____ INPUT RECORDS

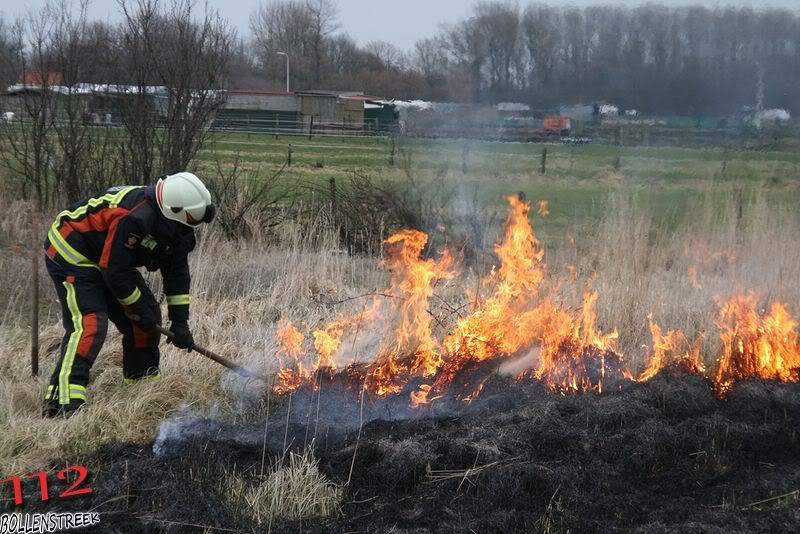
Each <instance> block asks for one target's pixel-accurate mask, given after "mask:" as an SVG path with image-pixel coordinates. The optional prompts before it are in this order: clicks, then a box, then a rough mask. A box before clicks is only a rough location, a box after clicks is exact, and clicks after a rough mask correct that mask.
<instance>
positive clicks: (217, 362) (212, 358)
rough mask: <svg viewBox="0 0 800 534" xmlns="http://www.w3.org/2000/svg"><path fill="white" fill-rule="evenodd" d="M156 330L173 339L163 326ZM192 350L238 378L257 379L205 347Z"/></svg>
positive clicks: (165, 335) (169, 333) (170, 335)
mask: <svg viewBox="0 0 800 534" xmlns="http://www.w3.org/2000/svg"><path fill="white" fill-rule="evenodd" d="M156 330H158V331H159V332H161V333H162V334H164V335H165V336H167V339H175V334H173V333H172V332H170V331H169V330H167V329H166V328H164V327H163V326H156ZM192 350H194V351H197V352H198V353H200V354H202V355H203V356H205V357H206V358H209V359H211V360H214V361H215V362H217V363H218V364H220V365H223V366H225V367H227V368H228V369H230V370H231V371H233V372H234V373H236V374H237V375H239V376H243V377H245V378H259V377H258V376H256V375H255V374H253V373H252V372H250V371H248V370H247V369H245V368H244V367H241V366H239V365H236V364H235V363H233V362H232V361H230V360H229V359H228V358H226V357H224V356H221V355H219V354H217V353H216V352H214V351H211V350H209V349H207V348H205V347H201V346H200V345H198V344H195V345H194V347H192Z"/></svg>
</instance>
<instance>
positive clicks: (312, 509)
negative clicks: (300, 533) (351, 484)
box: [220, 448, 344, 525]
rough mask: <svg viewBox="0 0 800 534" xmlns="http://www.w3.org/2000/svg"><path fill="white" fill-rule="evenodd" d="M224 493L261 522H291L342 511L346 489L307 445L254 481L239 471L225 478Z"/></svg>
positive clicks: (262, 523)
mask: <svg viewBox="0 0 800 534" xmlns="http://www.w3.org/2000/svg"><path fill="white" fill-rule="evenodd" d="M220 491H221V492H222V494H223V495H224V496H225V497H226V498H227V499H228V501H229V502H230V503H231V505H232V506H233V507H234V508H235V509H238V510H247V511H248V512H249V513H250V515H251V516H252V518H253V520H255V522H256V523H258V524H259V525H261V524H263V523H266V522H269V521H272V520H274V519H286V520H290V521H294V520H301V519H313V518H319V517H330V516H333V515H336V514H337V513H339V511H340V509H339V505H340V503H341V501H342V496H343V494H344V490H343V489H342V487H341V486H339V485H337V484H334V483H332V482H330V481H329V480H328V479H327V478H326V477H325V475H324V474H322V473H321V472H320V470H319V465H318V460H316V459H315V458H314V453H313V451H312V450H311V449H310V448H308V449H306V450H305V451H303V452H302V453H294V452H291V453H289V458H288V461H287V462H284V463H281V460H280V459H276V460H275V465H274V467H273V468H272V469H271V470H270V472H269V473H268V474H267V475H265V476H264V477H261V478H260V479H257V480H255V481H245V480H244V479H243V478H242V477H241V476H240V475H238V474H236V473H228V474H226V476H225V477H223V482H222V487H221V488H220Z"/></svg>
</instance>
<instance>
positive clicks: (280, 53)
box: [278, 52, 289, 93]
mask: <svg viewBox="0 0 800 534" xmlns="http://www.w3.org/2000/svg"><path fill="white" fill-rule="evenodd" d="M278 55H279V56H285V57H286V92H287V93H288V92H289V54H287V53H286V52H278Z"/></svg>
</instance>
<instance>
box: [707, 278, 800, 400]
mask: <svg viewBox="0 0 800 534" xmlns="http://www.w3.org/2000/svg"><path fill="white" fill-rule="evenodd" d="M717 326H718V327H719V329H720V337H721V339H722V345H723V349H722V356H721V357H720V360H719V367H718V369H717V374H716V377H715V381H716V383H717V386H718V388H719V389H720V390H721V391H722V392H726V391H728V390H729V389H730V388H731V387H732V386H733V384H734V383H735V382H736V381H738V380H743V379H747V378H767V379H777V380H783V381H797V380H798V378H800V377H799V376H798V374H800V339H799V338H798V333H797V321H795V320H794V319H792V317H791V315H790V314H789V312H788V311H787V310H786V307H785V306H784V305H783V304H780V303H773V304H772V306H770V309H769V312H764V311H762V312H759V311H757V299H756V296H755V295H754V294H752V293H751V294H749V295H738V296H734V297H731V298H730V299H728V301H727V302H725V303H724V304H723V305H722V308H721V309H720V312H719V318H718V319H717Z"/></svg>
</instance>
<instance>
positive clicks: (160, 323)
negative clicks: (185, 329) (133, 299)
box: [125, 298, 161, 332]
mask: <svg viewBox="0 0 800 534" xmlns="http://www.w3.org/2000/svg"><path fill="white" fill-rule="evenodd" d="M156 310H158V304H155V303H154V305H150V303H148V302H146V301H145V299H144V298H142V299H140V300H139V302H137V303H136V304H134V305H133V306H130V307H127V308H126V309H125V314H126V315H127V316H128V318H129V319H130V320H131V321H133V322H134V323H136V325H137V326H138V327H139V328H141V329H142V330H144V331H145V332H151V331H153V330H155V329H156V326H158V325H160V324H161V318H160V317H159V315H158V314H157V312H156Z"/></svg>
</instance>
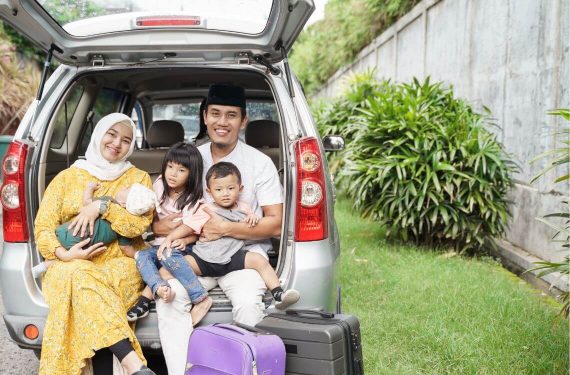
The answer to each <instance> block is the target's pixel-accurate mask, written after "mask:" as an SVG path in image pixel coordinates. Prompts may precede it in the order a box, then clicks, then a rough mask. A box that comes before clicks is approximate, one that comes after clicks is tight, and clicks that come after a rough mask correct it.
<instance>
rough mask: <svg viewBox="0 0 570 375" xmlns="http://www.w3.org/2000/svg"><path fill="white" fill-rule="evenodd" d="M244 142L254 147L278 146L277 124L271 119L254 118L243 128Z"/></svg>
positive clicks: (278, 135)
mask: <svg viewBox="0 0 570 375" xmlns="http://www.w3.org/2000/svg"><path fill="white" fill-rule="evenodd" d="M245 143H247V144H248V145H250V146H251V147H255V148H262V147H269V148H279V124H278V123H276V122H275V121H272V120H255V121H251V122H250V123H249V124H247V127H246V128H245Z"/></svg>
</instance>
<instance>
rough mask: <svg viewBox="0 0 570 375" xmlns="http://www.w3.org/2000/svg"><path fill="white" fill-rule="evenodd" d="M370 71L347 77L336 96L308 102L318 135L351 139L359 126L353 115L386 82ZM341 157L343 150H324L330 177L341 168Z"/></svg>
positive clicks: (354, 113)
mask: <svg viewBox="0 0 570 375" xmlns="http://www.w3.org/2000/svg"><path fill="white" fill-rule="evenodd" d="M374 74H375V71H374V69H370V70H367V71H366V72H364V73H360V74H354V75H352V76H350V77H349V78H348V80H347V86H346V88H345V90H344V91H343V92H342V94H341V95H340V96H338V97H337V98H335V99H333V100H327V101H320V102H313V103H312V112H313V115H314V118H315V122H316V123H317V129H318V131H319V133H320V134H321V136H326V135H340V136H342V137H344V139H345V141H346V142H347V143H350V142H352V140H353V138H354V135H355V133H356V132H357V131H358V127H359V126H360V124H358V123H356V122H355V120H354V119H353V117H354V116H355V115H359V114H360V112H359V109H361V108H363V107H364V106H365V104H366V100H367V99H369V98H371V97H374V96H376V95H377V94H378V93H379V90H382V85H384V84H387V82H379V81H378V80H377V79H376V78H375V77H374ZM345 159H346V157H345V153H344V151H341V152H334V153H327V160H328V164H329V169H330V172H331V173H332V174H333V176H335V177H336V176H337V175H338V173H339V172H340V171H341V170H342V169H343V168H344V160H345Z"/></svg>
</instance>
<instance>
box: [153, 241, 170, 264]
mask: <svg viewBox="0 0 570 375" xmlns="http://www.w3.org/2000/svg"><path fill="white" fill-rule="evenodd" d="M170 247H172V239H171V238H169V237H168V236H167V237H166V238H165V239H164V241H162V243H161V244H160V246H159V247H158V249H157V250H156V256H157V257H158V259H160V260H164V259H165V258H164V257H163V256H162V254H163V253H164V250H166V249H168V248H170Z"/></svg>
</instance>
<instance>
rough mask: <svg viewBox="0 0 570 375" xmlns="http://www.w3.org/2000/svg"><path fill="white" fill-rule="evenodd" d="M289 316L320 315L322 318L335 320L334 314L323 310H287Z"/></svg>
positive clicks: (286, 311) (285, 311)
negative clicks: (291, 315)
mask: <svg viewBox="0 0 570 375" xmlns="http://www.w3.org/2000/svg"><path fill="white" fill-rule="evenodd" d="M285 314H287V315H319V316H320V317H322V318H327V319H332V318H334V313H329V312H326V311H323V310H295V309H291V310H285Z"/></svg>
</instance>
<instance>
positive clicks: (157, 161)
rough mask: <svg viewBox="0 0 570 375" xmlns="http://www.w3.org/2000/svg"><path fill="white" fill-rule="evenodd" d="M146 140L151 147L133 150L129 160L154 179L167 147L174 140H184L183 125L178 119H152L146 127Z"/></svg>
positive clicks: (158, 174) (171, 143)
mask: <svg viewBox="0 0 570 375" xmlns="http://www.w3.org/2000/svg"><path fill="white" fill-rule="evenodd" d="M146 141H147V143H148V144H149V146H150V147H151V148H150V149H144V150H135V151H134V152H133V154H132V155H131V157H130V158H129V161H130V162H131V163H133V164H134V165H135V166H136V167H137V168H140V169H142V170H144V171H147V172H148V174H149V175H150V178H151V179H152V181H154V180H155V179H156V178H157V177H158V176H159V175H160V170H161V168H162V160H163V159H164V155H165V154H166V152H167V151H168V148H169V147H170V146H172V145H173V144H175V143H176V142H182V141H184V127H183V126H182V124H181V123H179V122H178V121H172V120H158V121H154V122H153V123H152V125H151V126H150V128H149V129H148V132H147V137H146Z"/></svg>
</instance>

________

TASK GOAL => Reproduce only the lines from the first line of the entries through the line containing "330L173 339L163 326ZM192", exactly and with both ends kept. Omit the pictures.

ANSWER TO THIS TASK =>
Each <instance> block asks for one target's pixel-accurate mask, given after "mask:" as an SVG path with image-pixel coordinates. The optional prompts before it are in this order: clicks, then a box, then a rough mask. A box before clicks is only a rough location, a box after clicks is exact, and clicks after a rough mask correct that mask.
<instance>
positive clicks: (217, 362) (212, 358)
rough mask: <svg viewBox="0 0 800 534" xmlns="http://www.w3.org/2000/svg"><path fill="white" fill-rule="evenodd" d="M156 330L173 339L163 326ZM192 350L238 378L257 379L205 347Z"/></svg>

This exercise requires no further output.